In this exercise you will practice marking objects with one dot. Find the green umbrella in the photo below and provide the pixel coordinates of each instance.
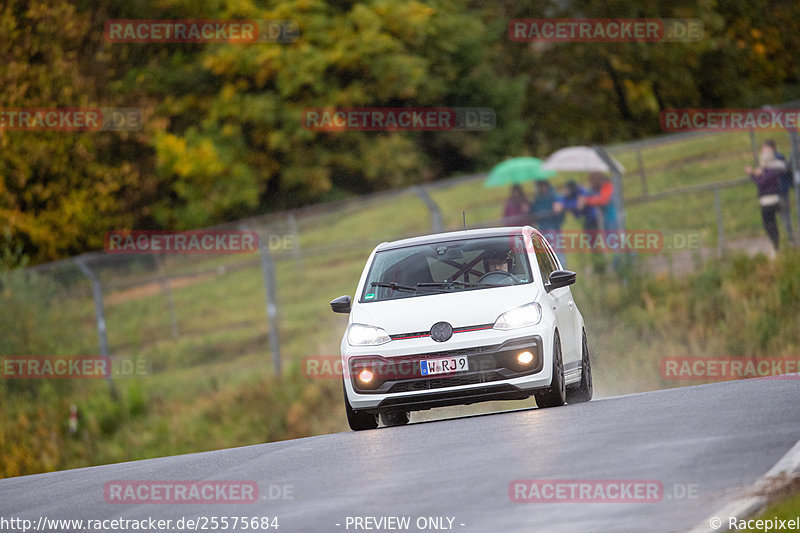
(516, 171)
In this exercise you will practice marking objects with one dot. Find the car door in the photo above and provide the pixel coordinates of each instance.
(561, 302)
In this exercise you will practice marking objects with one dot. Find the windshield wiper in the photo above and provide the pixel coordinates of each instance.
(450, 284)
(394, 286)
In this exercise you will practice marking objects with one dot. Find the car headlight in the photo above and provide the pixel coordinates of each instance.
(363, 335)
(525, 315)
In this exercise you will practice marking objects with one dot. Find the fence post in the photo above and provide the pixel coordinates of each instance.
(795, 159)
(433, 208)
(99, 312)
(720, 228)
(641, 170)
(616, 177)
(271, 287)
(166, 285)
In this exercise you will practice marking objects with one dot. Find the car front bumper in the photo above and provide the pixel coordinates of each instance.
(493, 374)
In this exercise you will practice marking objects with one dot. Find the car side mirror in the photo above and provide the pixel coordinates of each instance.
(341, 304)
(560, 278)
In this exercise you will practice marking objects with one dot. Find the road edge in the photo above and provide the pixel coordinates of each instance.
(748, 505)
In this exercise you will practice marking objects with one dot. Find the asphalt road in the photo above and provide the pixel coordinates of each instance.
(704, 444)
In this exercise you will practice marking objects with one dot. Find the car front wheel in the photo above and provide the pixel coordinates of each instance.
(583, 392)
(395, 418)
(556, 394)
(358, 420)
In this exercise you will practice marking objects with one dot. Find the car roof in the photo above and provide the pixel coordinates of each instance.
(456, 236)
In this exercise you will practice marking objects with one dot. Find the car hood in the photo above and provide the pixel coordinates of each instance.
(460, 309)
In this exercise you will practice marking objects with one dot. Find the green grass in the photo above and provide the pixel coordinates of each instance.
(213, 386)
(785, 505)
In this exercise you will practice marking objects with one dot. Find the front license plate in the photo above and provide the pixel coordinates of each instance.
(445, 365)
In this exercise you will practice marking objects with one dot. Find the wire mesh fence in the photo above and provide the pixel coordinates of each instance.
(261, 303)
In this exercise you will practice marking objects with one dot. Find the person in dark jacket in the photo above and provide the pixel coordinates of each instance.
(587, 213)
(784, 190)
(547, 211)
(515, 211)
(767, 179)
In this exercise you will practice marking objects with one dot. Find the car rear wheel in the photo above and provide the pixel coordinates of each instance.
(358, 420)
(556, 394)
(395, 418)
(583, 392)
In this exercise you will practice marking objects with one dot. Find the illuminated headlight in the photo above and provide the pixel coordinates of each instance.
(363, 335)
(525, 315)
(525, 358)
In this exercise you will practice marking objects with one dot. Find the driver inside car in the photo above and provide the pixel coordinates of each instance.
(496, 261)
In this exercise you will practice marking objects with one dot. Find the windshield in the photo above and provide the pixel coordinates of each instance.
(448, 266)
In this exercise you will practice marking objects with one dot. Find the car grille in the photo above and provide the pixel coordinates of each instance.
(455, 381)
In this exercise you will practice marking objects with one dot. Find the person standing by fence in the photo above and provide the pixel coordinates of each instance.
(784, 190)
(515, 211)
(767, 178)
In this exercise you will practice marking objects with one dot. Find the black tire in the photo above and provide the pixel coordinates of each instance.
(556, 394)
(395, 418)
(358, 420)
(583, 392)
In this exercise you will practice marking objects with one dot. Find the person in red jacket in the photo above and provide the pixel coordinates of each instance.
(602, 197)
(515, 212)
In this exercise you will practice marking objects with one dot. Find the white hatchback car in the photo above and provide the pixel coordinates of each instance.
(459, 318)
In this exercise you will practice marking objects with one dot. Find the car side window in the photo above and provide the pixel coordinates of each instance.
(546, 265)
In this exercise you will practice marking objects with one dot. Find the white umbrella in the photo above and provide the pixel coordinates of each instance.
(579, 159)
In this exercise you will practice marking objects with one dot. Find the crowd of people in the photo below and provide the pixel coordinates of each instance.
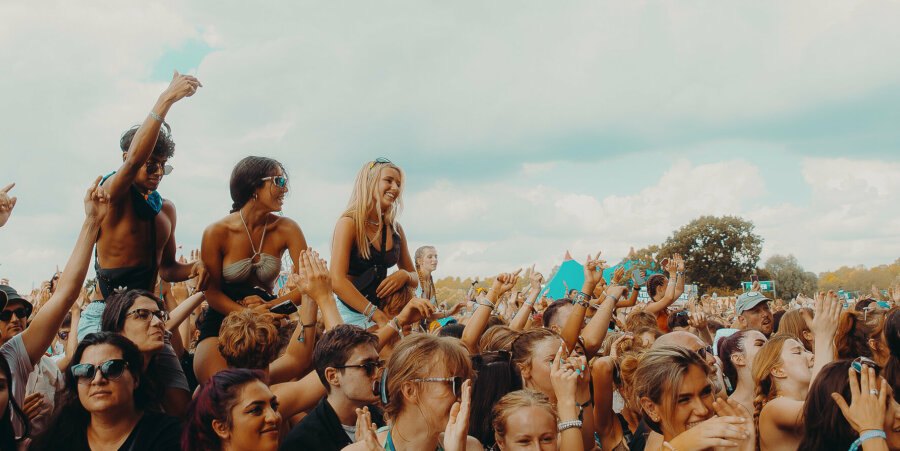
(359, 353)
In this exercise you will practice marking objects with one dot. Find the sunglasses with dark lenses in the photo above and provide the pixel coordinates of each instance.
(381, 160)
(146, 314)
(153, 166)
(6, 315)
(704, 351)
(455, 383)
(110, 370)
(370, 366)
(278, 180)
(860, 361)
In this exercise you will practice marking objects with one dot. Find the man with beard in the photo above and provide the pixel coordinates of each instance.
(753, 312)
(346, 360)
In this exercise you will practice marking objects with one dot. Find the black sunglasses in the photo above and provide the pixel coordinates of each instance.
(370, 366)
(110, 369)
(6, 315)
(153, 166)
(455, 382)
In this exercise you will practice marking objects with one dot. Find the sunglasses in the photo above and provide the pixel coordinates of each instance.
(278, 180)
(704, 351)
(455, 382)
(378, 160)
(860, 361)
(153, 166)
(6, 315)
(370, 366)
(110, 370)
(146, 314)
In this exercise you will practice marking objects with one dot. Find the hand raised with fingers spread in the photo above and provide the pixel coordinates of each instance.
(868, 400)
(6, 203)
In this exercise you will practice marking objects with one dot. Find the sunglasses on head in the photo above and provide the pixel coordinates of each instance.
(279, 180)
(6, 315)
(369, 366)
(110, 370)
(455, 383)
(153, 166)
(378, 160)
(147, 314)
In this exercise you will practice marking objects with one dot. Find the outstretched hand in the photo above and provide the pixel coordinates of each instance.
(6, 203)
(181, 86)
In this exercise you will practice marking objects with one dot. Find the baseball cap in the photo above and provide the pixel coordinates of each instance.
(749, 300)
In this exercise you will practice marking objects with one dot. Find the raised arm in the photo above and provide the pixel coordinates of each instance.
(476, 325)
(39, 334)
(593, 272)
(144, 139)
(518, 322)
(6, 203)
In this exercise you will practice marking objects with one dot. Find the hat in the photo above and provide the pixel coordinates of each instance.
(10, 295)
(749, 300)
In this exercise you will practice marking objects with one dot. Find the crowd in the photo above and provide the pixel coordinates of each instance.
(209, 353)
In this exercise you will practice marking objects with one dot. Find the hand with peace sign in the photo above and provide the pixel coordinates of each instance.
(6, 203)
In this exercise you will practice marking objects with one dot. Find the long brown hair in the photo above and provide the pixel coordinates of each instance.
(768, 357)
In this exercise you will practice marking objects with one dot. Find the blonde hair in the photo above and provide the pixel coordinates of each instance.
(362, 201)
(248, 340)
(415, 357)
(767, 359)
(513, 401)
(792, 323)
(659, 373)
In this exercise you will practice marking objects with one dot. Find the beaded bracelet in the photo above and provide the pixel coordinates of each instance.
(563, 425)
(872, 433)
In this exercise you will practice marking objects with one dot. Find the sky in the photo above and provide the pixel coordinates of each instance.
(525, 129)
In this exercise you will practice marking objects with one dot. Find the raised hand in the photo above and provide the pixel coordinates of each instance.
(828, 312)
(315, 279)
(392, 283)
(414, 311)
(6, 203)
(457, 431)
(365, 430)
(96, 202)
(181, 86)
(867, 407)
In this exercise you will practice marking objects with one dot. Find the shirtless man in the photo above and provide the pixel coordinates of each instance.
(137, 237)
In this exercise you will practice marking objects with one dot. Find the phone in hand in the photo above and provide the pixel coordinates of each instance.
(638, 279)
(285, 308)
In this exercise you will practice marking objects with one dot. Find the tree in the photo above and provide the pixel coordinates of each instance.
(718, 252)
(790, 278)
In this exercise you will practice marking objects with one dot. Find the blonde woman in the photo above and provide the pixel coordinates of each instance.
(783, 371)
(367, 242)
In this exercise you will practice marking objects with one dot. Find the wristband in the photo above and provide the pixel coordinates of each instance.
(872, 433)
(563, 425)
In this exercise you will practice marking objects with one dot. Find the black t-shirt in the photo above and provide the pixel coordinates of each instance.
(154, 432)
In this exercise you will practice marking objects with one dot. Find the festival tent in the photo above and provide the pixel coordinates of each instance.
(571, 274)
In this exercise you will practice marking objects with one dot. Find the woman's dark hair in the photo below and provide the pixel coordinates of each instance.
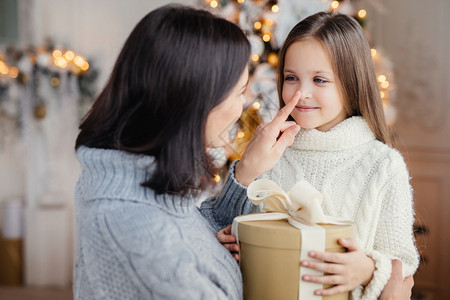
(177, 64)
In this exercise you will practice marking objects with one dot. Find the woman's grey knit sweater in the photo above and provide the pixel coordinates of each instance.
(133, 244)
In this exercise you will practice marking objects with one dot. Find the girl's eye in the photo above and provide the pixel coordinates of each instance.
(320, 80)
(289, 78)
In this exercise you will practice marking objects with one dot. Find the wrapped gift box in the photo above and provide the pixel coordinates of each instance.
(270, 258)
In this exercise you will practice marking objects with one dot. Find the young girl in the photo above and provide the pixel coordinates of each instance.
(344, 150)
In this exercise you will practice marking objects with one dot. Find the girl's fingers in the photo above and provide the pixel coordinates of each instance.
(232, 247)
(284, 112)
(227, 230)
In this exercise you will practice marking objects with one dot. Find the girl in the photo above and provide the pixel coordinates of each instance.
(344, 150)
(176, 87)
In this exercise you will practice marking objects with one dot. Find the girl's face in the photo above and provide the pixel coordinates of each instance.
(308, 69)
(223, 116)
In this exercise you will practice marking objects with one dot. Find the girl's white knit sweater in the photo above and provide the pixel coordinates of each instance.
(363, 180)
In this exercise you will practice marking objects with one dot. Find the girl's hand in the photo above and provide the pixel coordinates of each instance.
(268, 144)
(397, 288)
(343, 271)
(228, 241)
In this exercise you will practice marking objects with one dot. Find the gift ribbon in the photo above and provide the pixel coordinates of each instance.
(301, 206)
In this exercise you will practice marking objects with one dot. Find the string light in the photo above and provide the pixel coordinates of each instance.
(61, 62)
(268, 22)
(4, 69)
(69, 55)
(56, 53)
(54, 81)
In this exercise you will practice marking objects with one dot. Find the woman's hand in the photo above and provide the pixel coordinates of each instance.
(268, 144)
(343, 271)
(229, 241)
(397, 288)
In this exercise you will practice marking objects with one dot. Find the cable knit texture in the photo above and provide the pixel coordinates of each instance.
(363, 180)
(133, 244)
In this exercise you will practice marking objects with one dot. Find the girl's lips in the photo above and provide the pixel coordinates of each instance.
(304, 108)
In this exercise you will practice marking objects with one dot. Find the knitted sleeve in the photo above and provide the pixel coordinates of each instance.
(127, 260)
(232, 202)
(394, 237)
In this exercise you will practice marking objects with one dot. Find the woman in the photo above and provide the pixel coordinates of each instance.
(176, 88)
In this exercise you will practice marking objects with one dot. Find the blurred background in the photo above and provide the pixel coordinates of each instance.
(55, 56)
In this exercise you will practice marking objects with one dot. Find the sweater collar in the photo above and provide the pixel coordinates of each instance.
(350, 133)
(115, 174)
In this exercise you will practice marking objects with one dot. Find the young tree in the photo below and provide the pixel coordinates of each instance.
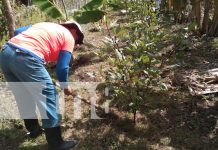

Given instruction:
Please go through the listing above and keep only the lines that contain the word "green", copying each of them unchanged.

Result:
In this exercise you will practice marking objects with one dot. Find the green umbrella in the photo below and provide the pixel coordinates of each instance.
In this exercise you will practice marking objects with one dot. Find the green grass in the photo above and provide the pixel coordinates of each instance.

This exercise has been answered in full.